I couldn’t be who I am without both of these families. Did I tell you there’s more families?

In our back yard, there is a garden. Somehow eggplant, kabocha, okra, kale, serrano pepper, melon, jade, hibiscus, tomato, squash, raspberry, blueberry, the infamous strawberry, and other mysteries grow little and lush in spite of our strained schedules and tiny backyard apartment dirt/broken glass/rusty nails composite. A redwood tree grows over looking us. I feed them all compost.

The lifeline; a network of volunteers, queer in ways that gender has been strange for them, like for me. When I lived with family again, I could call another trans-gender person and talk about my plans that involved not living anymore. Then after that we could talk about other things, and think about thinking together, and think about living as well as think about dying, then think mostly about living. These days, I redact disclosure of subject matters held in confidence, but I am one of those strangers answering calls, sometimes. Phone family.

Close in my heart are the friendships, family who housed me in my life before the car accident collapsed my already unstable maze-shape. Creative, trustworthy friends who I wish I had hurt less while understanding and coming out of the erasure of my self from childhood. Indigenous people whose art and expressions have changed the social fabric of the area in healthier and more beautiful ways than has been acknowledged by many. Voltron family house.

▶ _WRITTEN EXERCISE 1_: In the passage about the writer's families, what kind of tree grows over the backyard garden?
▶ _WRITTEN EXERCISE 2_: Continue the passage about the writer's families, starting after its final sentence.

Records excerpted from a collection:
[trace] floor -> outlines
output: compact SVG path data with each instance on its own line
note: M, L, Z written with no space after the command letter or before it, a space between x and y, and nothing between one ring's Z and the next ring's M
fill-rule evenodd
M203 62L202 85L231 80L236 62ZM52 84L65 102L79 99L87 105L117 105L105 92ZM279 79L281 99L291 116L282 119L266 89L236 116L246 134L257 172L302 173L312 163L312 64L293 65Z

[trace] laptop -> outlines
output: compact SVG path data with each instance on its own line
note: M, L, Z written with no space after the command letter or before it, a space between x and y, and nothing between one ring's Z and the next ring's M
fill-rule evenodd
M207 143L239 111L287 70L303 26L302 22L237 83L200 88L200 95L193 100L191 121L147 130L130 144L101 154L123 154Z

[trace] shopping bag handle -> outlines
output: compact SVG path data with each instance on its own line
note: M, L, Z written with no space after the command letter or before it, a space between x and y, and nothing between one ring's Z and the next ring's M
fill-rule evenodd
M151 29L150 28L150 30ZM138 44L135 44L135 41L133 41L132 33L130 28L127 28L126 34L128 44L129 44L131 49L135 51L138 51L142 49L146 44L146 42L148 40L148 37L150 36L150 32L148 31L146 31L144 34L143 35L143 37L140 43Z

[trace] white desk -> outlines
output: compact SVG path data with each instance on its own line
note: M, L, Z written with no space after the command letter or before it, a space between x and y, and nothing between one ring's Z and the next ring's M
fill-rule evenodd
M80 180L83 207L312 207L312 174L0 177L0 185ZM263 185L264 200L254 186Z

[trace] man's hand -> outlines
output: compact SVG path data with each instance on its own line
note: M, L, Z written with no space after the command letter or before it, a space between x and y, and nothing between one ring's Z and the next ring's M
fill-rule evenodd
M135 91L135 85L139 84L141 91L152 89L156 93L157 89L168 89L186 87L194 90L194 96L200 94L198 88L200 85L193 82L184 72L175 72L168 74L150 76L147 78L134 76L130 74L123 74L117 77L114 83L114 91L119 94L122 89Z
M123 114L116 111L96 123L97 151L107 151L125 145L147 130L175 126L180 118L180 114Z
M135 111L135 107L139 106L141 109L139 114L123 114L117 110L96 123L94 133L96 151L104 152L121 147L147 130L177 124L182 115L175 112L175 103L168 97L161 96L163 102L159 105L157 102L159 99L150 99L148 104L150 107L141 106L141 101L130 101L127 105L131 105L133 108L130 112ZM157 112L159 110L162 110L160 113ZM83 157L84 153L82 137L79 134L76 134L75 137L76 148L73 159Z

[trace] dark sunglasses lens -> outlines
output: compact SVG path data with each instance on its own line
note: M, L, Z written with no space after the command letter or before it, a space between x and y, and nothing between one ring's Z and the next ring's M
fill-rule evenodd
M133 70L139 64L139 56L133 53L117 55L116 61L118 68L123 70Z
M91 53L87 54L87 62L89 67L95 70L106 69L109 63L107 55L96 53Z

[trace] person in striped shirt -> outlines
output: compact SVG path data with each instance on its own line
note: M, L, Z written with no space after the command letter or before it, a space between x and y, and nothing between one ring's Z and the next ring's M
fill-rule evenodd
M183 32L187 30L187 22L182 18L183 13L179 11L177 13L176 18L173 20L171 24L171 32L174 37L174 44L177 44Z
==
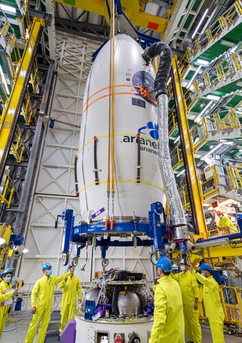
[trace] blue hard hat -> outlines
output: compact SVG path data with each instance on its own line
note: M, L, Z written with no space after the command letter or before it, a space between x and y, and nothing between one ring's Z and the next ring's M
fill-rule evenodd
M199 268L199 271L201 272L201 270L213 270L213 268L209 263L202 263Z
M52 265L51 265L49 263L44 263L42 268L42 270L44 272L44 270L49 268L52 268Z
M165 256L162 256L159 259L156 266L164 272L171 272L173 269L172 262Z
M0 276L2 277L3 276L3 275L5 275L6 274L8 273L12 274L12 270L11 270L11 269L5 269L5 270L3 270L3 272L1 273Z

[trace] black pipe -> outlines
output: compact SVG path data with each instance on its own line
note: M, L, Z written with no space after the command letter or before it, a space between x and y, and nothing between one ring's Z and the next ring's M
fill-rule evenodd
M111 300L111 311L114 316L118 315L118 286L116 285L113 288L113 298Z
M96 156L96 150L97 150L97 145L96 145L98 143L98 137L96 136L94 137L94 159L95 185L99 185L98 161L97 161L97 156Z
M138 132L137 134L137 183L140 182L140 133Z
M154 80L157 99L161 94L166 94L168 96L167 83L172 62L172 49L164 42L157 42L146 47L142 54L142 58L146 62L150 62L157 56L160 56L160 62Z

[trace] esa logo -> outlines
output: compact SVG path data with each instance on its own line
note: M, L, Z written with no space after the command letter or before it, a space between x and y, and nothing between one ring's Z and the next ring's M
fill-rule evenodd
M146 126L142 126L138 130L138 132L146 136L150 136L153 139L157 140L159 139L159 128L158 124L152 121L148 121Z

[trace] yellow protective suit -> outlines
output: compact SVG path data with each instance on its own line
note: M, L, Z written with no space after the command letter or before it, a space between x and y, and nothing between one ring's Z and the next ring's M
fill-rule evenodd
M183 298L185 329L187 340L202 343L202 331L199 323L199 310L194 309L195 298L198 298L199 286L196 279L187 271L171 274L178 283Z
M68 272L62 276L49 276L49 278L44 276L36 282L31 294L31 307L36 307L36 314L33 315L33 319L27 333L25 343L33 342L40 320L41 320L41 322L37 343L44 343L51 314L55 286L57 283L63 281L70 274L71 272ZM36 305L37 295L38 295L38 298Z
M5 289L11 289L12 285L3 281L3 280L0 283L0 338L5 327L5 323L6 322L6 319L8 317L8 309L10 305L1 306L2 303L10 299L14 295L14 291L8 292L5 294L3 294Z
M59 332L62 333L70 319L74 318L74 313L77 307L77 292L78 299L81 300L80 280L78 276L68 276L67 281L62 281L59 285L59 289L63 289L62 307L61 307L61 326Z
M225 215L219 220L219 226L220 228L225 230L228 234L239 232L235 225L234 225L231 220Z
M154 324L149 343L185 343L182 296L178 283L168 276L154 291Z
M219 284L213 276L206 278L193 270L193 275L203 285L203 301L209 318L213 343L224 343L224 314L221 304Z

▶ _FINAL ANSWER 1_: A redwood tree.

▶ _FINAL ANSWER 2_:
The first adult friends I made as a legal adult person; the first chance I had to make friends with other Nikkei in our area. Cheerful and supportive friends, who have been the kindest sempai to me in being generous about life, honest expressions loud and soft, and in keeping rhythm; our local taiko group let me play O-daiko in the past, when my brain injury had not yet happened, and practice of eternal loops of vibration encase my head in a space of safety that can never be broken. That eternal loop is so vivid to me, it will always be there. Returning to play taiko is a certain future, but only when I can amplify more love than pain.

To talk about roots, means to talk about a point of origin; however, when I think about when I feel the most Nikkei, I can’t think about anything in particular. All I hear is doko, doko, doko-n.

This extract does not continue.